## PASSAGE
****************
Why should any of that matter if anyone was truly in danger?
You don't describe the situation -- but your explanation of your reasoning suggests that they're being attacked; would your answers change if they were walking underneath a piano that's about to fall?  Stepping off the curb in front an on-coming car?

You explanations are self-serving, at best.  They seem to be simply there to explain why you don't help anyone (except maybe cute young ladies...).  To me -- the simple question is "Is this person in danger?  Can I help them with reasonable safety to myself and those entrusted to my care?  And without creating a bigger, more dangerous situation?"  If so -- then my personal moral and professional duty is to help, not stand idly by.  Even if I can't intervene directly, I can still get help started by calling 911 (or the equivalent number).


----------



## Kacey (Jun 24, 2007)

Tez3 said:


> If it looked genuine yes in every case. I would rather help and be wrong than not help. The quality of mercy is not strained.......





jks9199 said:


> Why should any of that matter if anyone was truly in danger?
> You don't describe the situation -- but your explanation of your reasoning suggests that they're being attacked; would your answers change if they were walking underneath a piano that's about to fall?  Stepping off the curb in front an on-coming car?
> 
> You explanations are self-serving, at best.  They seem to be simply there to explain why you don't help anyone (except maybe cute young ladies...).  To me -- the simple question is "Is this person in danger?  Can I help them with reasonable safety to myself and those entrusted to my care?  And without creating a bigger, more dangerous situation?"  If so -- then my personal moral and professional duty is to help, not stand idly by.  Even if I can't intervene directly, I can still get help started by calling 911 (or the equivalent number).



I agree with what they said - the _situation_ is what is important; if I can help in some fashion I will, based on the situation and my ability to help - not based on whether or not I think the person should be able to help him/herself based on some standard of my own.


----------



## MA-Caver (Jun 24, 2007)

Try this... take whatever it is that YOU are most afraid of... I mean really scared of (you don't have to say what it is) and put another person/child in that situation where you'd have to go in and "save them" from it and see what your answer is. 

Are you trying to find out how brave we'll be. How courageous we are? How do we know? IMO we don't. We won't know until we are actually in that situation. We may watch someone in danger and be shocked into stillness or spurred into action... and it may not always be the right course of action either. 

You're driving down the free way and come upon an accident and just as you're slowing down to pull-over or whatever the car starts to smoke under the hood. Just as you're getting out of the car the smoke turns to flames and it quickly ignites the gas that has spilled out and within moments the entire outside of the car is engulfed... the people inside are trapped (and possibly unconscious from the wreck), the heat is intense, traffic is building up behind you which will most likely impede the rescue units that have already been called out to the scene (with hundreds of cell phones out there, 911 probably got tied up with calls) ... 
You gonna run up to the car to pull those people out? Think about it, that little fire-extinguisher you (might have) got in the trunk/cab of your car/truck isn't going to put that raging inferno out... plus you gotta get real close to make it even marginally effective, not to mention it simply isn't big enough to do the job at hand. It's for small confined fires. 
So you gonna go ahead and risk getting burned severely to open the car doors to get those poor people out?
****************
## EXTRACTED ENTRIES
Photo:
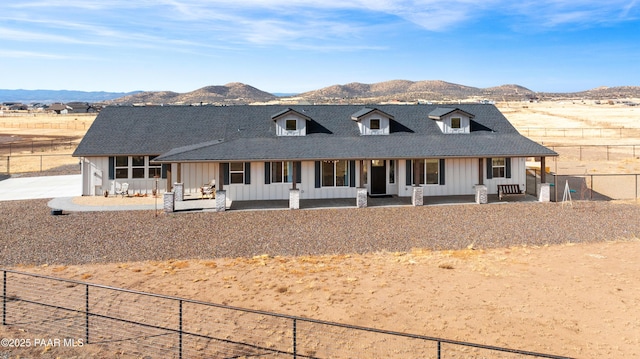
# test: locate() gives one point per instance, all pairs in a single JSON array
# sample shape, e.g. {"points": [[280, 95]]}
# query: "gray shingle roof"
{"points": [[237, 133]]}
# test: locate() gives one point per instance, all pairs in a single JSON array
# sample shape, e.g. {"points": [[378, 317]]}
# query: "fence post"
{"points": [[180, 330], [86, 314], [580, 153], [4, 297], [295, 339]]}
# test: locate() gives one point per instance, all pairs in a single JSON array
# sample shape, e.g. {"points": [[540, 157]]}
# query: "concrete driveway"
{"points": [[19, 188]]}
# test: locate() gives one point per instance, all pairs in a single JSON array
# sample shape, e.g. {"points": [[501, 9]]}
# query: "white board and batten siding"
{"points": [[461, 177], [195, 175], [98, 180], [258, 190], [518, 176]]}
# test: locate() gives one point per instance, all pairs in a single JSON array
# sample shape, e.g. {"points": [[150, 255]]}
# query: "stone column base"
{"points": [[481, 194], [221, 201], [417, 198], [169, 203], [294, 199], [544, 192], [361, 198], [178, 188]]}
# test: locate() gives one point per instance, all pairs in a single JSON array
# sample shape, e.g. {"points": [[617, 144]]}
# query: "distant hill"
{"points": [[232, 93], [410, 91], [54, 96], [388, 91]]}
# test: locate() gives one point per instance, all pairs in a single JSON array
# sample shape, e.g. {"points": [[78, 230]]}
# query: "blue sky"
{"points": [[302, 45]]}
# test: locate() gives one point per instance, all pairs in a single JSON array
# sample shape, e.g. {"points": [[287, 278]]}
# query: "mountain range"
{"points": [[388, 91]]}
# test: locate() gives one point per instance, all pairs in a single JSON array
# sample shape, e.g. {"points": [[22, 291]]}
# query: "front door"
{"points": [[378, 177]]}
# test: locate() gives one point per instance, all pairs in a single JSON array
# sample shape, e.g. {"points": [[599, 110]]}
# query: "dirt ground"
{"points": [[575, 300]]}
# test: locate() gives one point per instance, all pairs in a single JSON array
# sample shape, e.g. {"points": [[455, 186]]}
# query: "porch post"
{"points": [[220, 179], [169, 179], [416, 173], [361, 191], [295, 175]]}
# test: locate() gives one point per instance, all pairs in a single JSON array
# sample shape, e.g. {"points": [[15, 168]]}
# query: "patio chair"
{"points": [[208, 190], [124, 189]]}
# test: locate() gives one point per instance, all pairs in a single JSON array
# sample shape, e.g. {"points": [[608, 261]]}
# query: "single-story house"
{"points": [[323, 151], [59, 108]]}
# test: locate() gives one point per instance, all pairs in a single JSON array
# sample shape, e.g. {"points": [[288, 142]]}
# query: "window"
{"points": [[236, 172], [432, 167], [122, 166], [137, 166], [154, 169], [335, 173], [498, 167], [281, 172], [428, 171]]}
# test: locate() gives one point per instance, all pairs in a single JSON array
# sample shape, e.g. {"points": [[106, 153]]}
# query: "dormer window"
{"points": [[372, 121], [452, 120], [291, 123]]}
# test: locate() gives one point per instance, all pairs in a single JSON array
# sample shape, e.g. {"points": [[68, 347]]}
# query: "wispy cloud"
{"points": [[585, 13], [33, 55], [330, 24]]}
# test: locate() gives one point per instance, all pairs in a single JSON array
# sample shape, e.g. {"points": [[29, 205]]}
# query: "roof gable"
{"points": [[289, 111], [441, 112], [366, 111], [229, 133]]}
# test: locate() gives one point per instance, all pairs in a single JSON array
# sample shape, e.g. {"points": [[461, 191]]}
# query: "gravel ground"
{"points": [[30, 235]]}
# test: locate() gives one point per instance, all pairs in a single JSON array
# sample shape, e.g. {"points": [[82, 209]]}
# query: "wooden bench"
{"points": [[509, 190]]}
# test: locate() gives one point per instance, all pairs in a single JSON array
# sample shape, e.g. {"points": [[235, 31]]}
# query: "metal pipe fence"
{"points": [[581, 132], [38, 163], [596, 152], [32, 146], [594, 187], [138, 323]]}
****************
## REQUIRED TASKS
a) List every forum username that appears in the thread about helping people in danger.
b) In the thread about helping people in danger, what kind of fire does MA-Caver say a small car fire extinguisher is meant for?
c) Continue the forum thread about helping people in danger, starting after its last sentence.

## SOLVED TASKS
a) Kacey, Tez3, jks9199, MA-Caver

b) Small confined fires.

c)
Don't try to answer (this) hypothetical it's something to think about... The type of question you're asking. 

Stuff like that... Nobody knows what they'll do at any given moment until they actually do it. Not even EMS or cops or firefighters. They'll have the highest probability of doing what they're _trained_ to do but even the best can freeze up. 
I remember a quote somewhere ... forgot who... "...heroes are cowards who forgot how scared they were..."


----------



## MaartenSFS (Jun 24, 2007)

jks9199 said:


> Why should any of that matter if anyone was truly in danger?
> You don't describe the situation -- but your explanation of your reasoning suggests that they're being attacked; would your answers change if they were walking underneath a piano that's about to fall? Stepping off the curb in front an on-coming car?
> 
> You explanations are self-serving, at best. They seem to be simply there to explain why you don't help anyone (except maybe cute young ladies...). To me -- the simple question is "Is this person in danger? Can I help them with reasonable safety to myself and those entrusted to my care? And without creating a bigger, more dangerous situation?" If so -- then my personal moral and professional duty is to help, not stand idly by. Even if I can't intervene directly, I can still get help started by calling 911 (or the equivalent number).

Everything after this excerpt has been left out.